- [Text under study]
════════
When personalized medicine is the next frontier for scientists, industry, and the general population, it is important to develop computational approaches that can lead to a better understanding of the etiology of disease. Integration of genetic and molecular information is a sensible step in this direction because it provides a structural and functional perspective to the human variation data.
In this study, we analyzed disease-associated and putatively neutral amino acid substitution data and found that about 4.5% of amino acid substitutions (3.9% of unique sites) may affect protein function through disruption of post-translational modifications. On the other hand, about 2% of neutral polymorphisms may be affecting post-translational modifications. These numbers further indicate that post-translational modifications are not the majority cause of human genetic disease. However, we have still found 238 post-translationally modified sites in human proteins whose mutation was causative of disease. In total, 1,289 modification sites were found to be in the close proximity to the inherited disease mutations and represent candidates for further experimental verification.
Given our data, there are several problems that could have lead to the ascertainment bias. For example, our data set of post-translational modifications was heavily skewed towards phosphorylation (79%), where mass spectrometry techniques have lead to a recent explosion in the number of identified sites. On the other hand, it may be argued that the modifications not identified using high-throughput methods may be more likely to be disease-relevant. It is also unclear whether the sets of inherited disease data is representative since it may be expected that genetic-association studies are more successful in identifying markers of monogenic diseases or familiar forms of complex diseases. Finally, the set of neutral polymorphisms is probably contaminated with yet undiscovered disease mutations and has not been controlled for population biases.
We also analyzed the enrichment and depletion of amino acid substitutions for each post-translational modification and found that most follow similar trends when inherited disease is compared to the neutral polymorphisms. These trends held for both experimentally verified modification sites and those transferred by homology. In the case of somatic mutations, we observed some interesting cases as well. For most examples, we have not found matches between post-translational modifications and observed somatic mutations. However, in the cases of methylation, phosphorylation and ubiquitination, there was an increased trend of disruption of post-translational modifications. Previous work has already addressed disruption of confidently predicted phosphorylation sites in cancer [
20]. Thus, the correspondence between actual sites and somatic mutations found in this study further supports this hypothesis.
════════
- [Supplied material]
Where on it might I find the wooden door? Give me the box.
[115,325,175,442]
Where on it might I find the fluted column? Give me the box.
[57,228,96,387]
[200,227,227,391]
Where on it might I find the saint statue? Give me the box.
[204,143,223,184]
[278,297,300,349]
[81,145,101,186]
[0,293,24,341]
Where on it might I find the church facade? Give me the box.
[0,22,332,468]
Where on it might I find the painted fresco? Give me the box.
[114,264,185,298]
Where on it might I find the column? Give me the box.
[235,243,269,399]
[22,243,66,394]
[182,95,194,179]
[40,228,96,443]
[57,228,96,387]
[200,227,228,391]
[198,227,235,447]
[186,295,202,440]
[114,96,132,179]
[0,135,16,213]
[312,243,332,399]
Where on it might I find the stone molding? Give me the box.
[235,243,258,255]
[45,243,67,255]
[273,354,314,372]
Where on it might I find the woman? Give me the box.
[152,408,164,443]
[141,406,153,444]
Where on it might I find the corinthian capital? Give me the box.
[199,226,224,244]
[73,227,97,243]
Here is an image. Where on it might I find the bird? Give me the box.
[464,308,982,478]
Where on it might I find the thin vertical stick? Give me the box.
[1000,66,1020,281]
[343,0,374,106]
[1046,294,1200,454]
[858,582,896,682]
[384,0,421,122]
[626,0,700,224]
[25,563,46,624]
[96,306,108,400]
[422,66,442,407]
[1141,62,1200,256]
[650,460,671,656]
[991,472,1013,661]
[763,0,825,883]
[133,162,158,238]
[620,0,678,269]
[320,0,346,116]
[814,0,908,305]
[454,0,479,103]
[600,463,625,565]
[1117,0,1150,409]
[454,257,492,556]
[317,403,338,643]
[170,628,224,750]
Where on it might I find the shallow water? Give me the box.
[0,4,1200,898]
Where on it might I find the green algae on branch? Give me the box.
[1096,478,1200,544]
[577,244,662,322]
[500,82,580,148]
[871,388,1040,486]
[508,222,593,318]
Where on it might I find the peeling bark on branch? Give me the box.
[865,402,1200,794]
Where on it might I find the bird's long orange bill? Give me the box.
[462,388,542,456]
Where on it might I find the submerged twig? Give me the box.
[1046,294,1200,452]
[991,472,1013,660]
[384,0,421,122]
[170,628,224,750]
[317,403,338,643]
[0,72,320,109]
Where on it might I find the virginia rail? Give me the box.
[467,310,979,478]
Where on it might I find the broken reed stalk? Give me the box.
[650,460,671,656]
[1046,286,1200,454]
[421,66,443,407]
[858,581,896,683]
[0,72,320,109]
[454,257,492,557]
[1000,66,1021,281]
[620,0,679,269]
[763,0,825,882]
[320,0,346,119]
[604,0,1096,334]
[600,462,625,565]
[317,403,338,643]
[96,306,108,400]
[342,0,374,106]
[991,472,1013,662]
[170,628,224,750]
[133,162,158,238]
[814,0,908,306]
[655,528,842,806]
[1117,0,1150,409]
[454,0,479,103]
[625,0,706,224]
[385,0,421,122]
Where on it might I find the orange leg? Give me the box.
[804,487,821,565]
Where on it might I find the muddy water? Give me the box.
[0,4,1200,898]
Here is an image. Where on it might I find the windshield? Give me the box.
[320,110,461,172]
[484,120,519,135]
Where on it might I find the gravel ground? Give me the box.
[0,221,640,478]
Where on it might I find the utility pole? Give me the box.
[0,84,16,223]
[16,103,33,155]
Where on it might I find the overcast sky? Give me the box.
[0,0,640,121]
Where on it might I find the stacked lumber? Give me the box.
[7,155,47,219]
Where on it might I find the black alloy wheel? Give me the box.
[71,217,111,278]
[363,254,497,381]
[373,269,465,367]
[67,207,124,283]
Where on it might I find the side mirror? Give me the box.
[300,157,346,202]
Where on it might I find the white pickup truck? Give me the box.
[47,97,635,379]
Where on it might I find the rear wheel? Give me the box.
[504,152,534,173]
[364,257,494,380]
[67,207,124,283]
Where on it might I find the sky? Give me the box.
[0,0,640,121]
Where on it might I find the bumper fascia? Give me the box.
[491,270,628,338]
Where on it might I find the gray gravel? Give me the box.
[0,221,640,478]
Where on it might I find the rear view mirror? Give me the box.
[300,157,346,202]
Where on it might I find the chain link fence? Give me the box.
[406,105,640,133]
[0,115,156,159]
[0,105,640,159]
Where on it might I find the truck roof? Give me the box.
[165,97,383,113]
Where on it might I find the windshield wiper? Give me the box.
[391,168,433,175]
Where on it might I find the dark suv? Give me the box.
════════
- [What you will do]
Write out word for word the part of the post-translational modifications passage above that begins at the words "When personalized medicine" and stops after the words "human variation data.".

- [Your response]
When personalized medicine is the next frontier for scientists, industry, and the general population, it is important to develop computational approaches that can lead to a better understanding of the etiology of disease. Integration of genetic and molecular information is a sensible step in this direction because it provides a structural and functional perspective to the human variation data.